=== WHAT YOU HAVE TO DO ===
Filter the records below for the word "door". Copy each line that holds it.

==== DATA FOR ANALYSIS

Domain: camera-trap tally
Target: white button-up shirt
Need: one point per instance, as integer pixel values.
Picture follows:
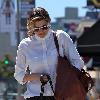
(40, 54)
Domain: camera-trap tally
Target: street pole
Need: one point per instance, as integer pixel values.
(18, 41)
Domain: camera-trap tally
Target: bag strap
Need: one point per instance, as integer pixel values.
(43, 84)
(56, 41)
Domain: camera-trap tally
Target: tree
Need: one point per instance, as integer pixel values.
(6, 67)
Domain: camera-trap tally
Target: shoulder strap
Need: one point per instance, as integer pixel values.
(56, 41)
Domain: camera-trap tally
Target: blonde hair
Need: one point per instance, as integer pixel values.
(35, 15)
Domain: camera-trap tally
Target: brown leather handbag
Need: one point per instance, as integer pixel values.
(71, 83)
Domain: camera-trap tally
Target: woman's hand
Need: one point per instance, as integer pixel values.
(31, 77)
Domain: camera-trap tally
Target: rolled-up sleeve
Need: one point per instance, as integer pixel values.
(70, 51)
(20, 65)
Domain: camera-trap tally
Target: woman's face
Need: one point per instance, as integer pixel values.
(41, 28)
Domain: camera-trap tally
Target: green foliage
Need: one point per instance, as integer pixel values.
(7, 67)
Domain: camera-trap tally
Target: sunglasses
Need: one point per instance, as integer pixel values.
(44, 27)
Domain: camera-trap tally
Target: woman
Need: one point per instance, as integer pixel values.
(39, 53)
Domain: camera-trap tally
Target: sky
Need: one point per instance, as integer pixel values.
(56, 8)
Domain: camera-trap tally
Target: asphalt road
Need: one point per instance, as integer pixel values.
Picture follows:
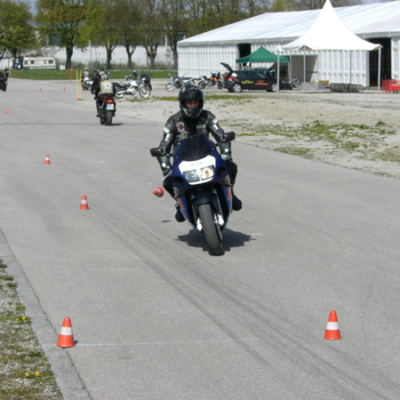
(156, 317)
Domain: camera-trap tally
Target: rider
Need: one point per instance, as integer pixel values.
(104, 88)
(95, 79)
(193, 120)
(85, 73)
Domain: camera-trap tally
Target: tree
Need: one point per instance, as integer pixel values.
(62, 21)
(130, 21)
(177, 22)
(153, 26)
(299, 5)
(15, 31)
(102, 23)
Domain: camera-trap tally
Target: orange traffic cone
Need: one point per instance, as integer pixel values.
(332, 329)
(159, 192)
(66, 338)
(84, 204)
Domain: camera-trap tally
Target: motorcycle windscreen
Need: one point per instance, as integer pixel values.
(194, 148)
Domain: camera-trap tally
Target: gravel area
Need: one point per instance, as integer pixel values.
(353, 130)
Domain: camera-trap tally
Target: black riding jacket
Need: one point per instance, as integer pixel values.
(179, 126)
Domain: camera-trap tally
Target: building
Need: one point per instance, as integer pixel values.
(376, 23)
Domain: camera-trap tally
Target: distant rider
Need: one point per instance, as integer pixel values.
(193, 120)
(95, 79)
(103, 89)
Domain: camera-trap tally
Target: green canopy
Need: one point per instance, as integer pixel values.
(262, 55)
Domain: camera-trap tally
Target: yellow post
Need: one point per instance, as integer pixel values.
(77, 84)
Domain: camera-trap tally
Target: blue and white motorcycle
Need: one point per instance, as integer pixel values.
(202, 186)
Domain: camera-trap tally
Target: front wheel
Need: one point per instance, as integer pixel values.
(236, 88)
(144, 91)
(211, 230)
(109, 118)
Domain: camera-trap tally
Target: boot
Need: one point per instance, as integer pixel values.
(178, 215)
(236, 203)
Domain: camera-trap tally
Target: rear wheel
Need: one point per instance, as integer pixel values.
(144, 91)
(236, 88)
(109, 118)
(211, 230)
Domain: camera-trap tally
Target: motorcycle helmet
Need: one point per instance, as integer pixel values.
(190, 92)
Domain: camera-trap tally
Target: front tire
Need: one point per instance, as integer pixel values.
(236, 88)
(144, 91)
(109, 118)
(211, 230)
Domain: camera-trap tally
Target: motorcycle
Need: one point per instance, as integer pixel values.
(107, 110)
(215, 79)
(178, 82)
(202, 186)
(86, 84)
(131, 88)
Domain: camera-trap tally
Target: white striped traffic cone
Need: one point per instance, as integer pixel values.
(66, 338)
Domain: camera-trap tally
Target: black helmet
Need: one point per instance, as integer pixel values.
(190, 92)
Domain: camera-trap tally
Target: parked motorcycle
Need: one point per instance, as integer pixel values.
(214, 80)
(87, 84)
(178, 82)
(107, 110)
(131, 88)
(202, 186)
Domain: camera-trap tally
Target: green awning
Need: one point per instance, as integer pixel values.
(262, 55)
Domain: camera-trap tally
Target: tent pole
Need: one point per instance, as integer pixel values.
(279, 70)
(304, 67)
(350, 71)
(379, 70)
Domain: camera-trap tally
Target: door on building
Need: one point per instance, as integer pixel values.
(386, 61)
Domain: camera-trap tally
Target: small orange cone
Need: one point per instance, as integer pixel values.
(332, 329)
(159, 192)
(84, 204)
(66, 338)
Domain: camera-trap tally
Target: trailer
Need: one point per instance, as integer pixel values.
(35, 63)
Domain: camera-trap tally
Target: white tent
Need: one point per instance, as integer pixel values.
(329, 33)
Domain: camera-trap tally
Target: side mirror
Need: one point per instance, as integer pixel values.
(157, 152)
(228, 137)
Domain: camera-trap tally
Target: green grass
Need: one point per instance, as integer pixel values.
(41, 74)
(25, 372)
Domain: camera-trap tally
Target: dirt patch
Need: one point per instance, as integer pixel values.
(354, 130)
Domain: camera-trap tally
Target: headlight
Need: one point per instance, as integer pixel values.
(191, 176)
(207, 172)
(202, 174)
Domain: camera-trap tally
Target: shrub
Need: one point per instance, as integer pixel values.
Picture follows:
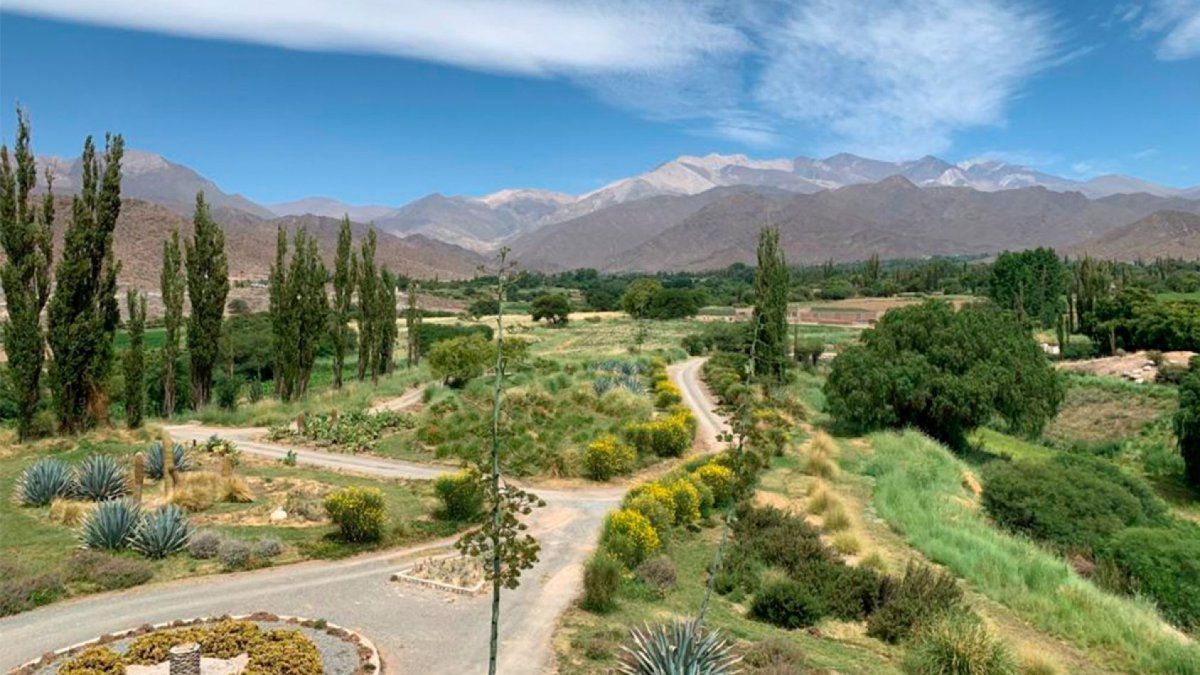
(687, 501)
(234, 554)
(154, 459)
(94, 661)
(461, 494)
(607, 457)
(629, 536)
(681, 646)
(658, 573)
(601, 577)
(42, 482)
(286, 652)
(107, 572)
(958, 644)
(786, 603)
(204, 544)
(910, 602)
(100, 478)
(1164, 563)
(719, 479)
(1072, 501)
(359, 513)
(24, 593)
(111, 525)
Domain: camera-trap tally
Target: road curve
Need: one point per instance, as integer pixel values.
(415, 629)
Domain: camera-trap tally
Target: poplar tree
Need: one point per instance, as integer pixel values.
(369, 297)
(135, 359)
(388, 316)
(771, 290)
(84, 312)
(345, 278)
(171, 284)
(208, 286)
(25, 273)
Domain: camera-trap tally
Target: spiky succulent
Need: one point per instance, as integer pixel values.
(155, 458)
(162, 532)
(100, 478)
(681, 647)
(111, 525)
(43, 482)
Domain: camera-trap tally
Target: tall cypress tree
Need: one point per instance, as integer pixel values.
(306, 281)
(208, 286)
(369, 312)
(388, 317)
(84, 311)
(771, 290)
(281, 311)
(135, 359)
(171, 284)
(345, 273)
(25, 274)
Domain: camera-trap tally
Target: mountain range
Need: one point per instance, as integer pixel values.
(703, 211)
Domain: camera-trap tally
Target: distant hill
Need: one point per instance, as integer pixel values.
(1174, 234)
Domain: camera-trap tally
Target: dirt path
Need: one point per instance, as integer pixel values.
(415, 629)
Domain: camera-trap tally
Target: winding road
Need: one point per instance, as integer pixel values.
(415, 629)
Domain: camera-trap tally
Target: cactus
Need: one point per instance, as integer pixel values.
(43, 482)
(111, 525)
(162, 532)
(100, 479)
(155, 460)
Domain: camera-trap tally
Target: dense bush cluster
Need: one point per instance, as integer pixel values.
(359, 513)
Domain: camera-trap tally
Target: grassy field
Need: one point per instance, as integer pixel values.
(33, 544)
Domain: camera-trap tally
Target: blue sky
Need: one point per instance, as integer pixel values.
(382, 102)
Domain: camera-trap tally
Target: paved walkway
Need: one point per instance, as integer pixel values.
(417, 629)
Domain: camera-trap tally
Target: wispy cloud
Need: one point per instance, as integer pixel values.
(883, 77)
(1174, 23)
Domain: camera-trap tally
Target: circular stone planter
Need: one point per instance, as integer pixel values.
(343, 651)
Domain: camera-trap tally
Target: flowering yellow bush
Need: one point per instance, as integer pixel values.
(607, 457)
(687, 501)
(719, 479)
(630, 537)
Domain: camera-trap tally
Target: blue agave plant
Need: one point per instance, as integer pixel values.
(111, 525)
(100, 478)
(155, 458)
(681, 647)
(43, 482)
(162, 532)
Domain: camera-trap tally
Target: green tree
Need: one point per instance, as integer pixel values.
(172, 286)
(208, 285)
(388, 317)
(369, 310)
(135, 359)
(1187, 423)
(84, 311)
(639, 294)
(555, 308)
(345, 278)
(945, 372)
(771, 288)
(25, 273)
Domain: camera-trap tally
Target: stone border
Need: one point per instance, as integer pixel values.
(369, 656)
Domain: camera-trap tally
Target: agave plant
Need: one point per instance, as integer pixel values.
(100, 479)
(43, 482)
(111, 525)
(162, 532)
(681, 647)
(155, 458)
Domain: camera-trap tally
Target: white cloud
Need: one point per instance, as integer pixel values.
(881, 77)
(1176, 23)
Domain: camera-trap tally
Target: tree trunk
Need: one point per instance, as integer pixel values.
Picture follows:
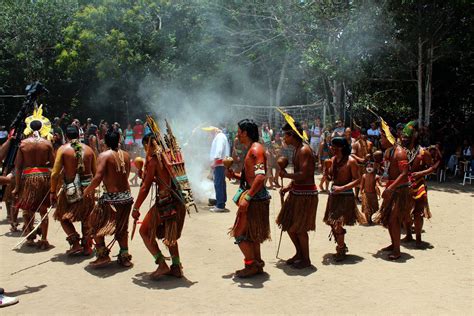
(278, 94)
(329, 97)
(428, 84)
(420, 81)
(338, 107)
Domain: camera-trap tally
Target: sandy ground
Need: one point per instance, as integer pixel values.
(437, 280)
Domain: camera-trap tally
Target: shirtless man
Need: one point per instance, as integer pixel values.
(34, 159)
(341, 207)
(252, 226)
(368, 191)
(360, 149)
(76, 162)
(298, 213)
(111, 214)
(420, 165)
(165, 219)
(9, 181)
(397, 200)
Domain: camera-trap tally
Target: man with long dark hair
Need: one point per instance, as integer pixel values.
(420, 165)
(111, 213)
(298, 212)
(252, 226)
(77, 162)
(341, 207)
(165, 219)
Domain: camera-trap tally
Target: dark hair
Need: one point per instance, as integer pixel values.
(147, 138)
(249, 126)
(72, 132)
(341, 142)
(287, 128)
(112, 138)
(92, 129)
(36, 125)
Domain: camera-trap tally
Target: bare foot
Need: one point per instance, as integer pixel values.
(388, 248)
(43, 245)
(100, 262)
(75, 249)
(248, 271)
(293, 259)
(160, 271)
(394, 256)
(125, 260)
(176, 270)
(419, 244)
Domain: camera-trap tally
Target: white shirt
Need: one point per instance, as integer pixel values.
(220, 147)
(373, 132)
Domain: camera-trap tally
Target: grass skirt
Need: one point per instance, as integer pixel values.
(34, 192)
(399, 205)
(255, 224)
(104, 220)
(298, 214)
(78, 211)
(168, 230)
(342, 209)
(370, 204)
(421, 208)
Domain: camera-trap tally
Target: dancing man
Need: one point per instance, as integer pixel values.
(298, 213)
(341, 207)
(397, 201)
(111, 213)
(252, 226)
(76, 162)
(165, 220)
(33, 164)
(420, 165)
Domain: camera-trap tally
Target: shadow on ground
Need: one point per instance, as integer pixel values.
(166, 282)
(412, 245)
(255, 282)
(107, 271)
(289, 270)
(328, 259)
(384, 256)
(70, 260)
(26, 290)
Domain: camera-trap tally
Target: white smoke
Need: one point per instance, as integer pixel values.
(187, 114)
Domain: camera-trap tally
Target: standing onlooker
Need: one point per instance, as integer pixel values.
(219, 150)
(373, 134)
(315, 135)
(129, 137)
(3, 135)
(77, 123)
(138, 133)
(339, 130)
(267, 134)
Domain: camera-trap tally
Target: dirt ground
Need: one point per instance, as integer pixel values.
(436, 280)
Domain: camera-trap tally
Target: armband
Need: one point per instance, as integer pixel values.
(403, 165)
(259, 169)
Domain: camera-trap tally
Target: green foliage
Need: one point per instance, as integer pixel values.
(95, 55)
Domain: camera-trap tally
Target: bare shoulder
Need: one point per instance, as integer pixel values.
(126, 155)
(351, 161)
(257, 149)
(305, 150)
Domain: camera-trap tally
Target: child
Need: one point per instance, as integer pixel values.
(368, 184)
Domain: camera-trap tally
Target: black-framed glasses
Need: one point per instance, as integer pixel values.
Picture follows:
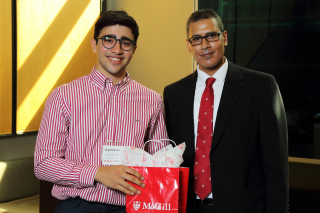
(109, 42)
(210, 37)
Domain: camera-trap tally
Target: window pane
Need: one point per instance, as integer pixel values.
(53, 45)
(5, 68)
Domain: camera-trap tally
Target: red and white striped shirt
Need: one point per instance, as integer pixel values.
(82, 116)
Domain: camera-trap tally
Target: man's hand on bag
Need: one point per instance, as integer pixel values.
(115, 177)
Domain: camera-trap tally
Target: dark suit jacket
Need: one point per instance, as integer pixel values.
(249, 154)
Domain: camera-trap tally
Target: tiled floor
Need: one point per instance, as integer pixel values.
(25, 205)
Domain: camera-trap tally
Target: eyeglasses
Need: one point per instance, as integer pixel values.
(210, 37)
(109, 42)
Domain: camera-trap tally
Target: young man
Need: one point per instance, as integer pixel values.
(105, 107)
(233, 122)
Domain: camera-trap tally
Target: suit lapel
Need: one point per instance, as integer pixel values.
(187, 99)
(231, 91)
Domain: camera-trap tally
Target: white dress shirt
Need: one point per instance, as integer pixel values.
(220, 76)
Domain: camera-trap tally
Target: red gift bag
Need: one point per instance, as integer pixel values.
(166, 191)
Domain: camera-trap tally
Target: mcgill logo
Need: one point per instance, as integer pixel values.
(156, 206)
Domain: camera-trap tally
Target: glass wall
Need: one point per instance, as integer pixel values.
(280, 38)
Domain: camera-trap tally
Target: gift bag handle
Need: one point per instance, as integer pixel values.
(159, 141)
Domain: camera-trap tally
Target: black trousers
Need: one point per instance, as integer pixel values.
(78, 205)
(203, 208)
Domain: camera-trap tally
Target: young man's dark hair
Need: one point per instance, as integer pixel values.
(204, 14)
(112, 17)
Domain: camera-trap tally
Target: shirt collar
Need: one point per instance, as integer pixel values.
(102, 81)
(220, 75)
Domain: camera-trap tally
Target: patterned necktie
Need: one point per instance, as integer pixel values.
(202, 171)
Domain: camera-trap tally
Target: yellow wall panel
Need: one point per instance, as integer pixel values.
(53, 45)
(5, 68)
(162, 56)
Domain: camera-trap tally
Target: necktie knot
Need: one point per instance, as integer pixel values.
(210, 81)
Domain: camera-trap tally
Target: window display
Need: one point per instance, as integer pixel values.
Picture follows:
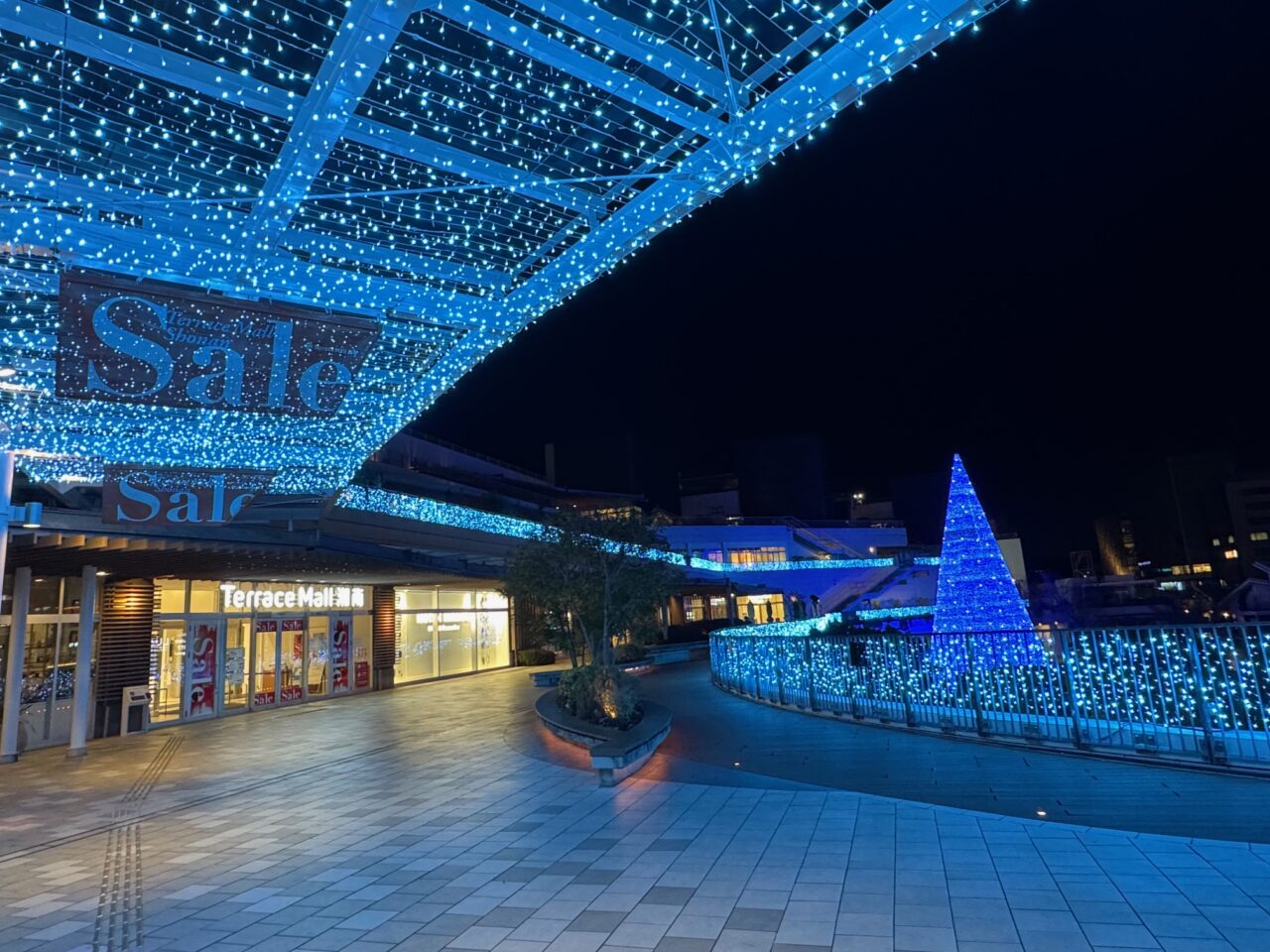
(443, 633)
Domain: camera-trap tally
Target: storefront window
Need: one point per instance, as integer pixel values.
(45, 595)
(238, 643)
(417, 639)
(416, 599)
(204, 598)
(449, 631)
(493, 640)
(456, 599)
(318, 656)
(171, 595)
(167, 670)
(362, 633)
(456, 638)
(71, 588)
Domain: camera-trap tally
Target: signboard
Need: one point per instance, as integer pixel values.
(159, 344)
(263, 595)
(159, 497)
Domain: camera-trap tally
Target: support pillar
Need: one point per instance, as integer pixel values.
(13, 673)
(84, 664)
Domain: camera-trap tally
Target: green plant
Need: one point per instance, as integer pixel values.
(601, 694)
(535, 655)
(590, 583)
(630, 652)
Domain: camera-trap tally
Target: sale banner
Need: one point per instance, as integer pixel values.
(202, 669)
(343, 625)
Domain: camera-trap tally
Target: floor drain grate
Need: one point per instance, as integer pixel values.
(119, 909)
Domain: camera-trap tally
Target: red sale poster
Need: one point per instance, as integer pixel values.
(339, 652)
(202, 669)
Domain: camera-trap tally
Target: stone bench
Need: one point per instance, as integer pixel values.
(613, 753)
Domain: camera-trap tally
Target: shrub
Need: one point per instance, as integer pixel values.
(601, 694)
(630, 652)
(535, 655)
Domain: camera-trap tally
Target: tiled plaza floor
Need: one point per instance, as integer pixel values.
(407, 821)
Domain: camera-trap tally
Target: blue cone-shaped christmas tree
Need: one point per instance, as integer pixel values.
(975, 592)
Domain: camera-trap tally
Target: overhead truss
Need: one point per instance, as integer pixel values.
(451, 169)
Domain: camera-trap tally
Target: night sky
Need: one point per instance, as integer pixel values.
(1043, 250)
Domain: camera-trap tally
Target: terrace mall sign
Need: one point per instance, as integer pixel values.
(143, 341)
(267, 595)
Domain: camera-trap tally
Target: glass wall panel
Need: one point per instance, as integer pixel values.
(362, 630)
(169, 595)
(418, 642)
(203, 653)
(264, 665)
(416, 599)
(291, 670)
(318, 671)
(45, 595)
(456, 599)
(167, 669)
(493, 644)
(340, 647)
(71, 588)
(456, 642)
(204, 597)
(492, 599)
(238, 644)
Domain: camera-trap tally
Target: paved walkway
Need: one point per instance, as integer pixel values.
(716, 730)
(407, 821)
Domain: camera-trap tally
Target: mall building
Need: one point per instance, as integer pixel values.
(303, 599)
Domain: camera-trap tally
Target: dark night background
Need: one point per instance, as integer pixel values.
(1043, 250)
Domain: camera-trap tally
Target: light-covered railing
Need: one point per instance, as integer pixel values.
(1193, 692)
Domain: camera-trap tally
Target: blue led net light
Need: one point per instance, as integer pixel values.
(975, 592)
(367, 499)
(1151, 689)
(451, 169)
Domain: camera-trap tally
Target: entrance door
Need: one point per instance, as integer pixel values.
(318, 673)
(203, 647)
(291, 660)
(264, 667)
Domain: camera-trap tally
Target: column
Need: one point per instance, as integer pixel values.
(84, 662)
(13, 675)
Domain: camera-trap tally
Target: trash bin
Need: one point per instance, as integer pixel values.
(136, 710)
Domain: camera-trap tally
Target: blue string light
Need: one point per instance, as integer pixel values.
(447, 169)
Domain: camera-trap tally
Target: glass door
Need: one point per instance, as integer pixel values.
(340, 644)
(318, 674)
(203, 643)
(238, 644)
(264, 667)
(291, 660)
(167, 671)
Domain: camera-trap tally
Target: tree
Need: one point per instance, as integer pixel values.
(594, 580)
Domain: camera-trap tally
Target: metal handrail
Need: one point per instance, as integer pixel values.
(1188, 692)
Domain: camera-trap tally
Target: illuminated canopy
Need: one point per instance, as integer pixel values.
(445, 169)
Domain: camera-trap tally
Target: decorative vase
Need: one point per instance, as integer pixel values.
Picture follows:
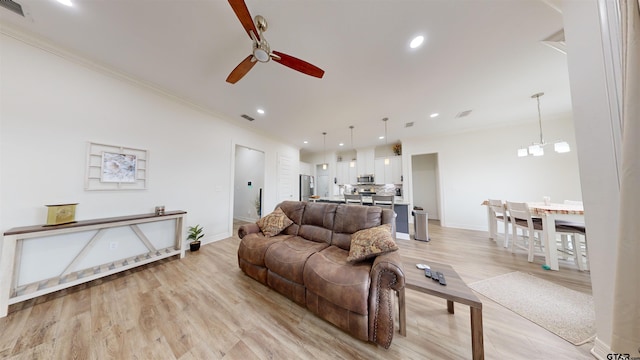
(194, 246)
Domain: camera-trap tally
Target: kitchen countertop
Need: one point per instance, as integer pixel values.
(365, 199)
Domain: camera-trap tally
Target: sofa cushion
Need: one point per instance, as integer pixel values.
(274, 223)
(353, 218)
(287, 258)
(330, 276)
(253, 246)
(371, 242)
(294, 211)
(317, 222)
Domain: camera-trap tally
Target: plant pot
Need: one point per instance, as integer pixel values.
(194, 246)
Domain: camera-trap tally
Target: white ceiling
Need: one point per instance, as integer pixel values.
(480, 55)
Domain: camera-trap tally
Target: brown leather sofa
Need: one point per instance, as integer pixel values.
(307, 262)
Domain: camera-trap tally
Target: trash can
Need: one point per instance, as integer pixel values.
(420, 225)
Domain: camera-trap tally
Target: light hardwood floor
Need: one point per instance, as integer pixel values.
(204, 307)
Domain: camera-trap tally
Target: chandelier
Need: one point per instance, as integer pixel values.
(537, 148)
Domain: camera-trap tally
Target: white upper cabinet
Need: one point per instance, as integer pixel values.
(390, 173)
(345, 174)
(365, 163)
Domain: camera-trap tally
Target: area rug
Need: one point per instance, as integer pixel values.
(567, 313)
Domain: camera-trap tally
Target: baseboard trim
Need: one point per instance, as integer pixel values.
(600, 350)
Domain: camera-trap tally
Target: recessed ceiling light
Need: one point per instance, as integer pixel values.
(417, 41)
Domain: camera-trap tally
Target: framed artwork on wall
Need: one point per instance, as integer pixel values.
(118, 167)
(111, 167)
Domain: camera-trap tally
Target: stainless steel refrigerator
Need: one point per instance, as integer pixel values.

========

=== RESPONSE AREA ===
Target: door on building
Target: entrance door
Target: glass door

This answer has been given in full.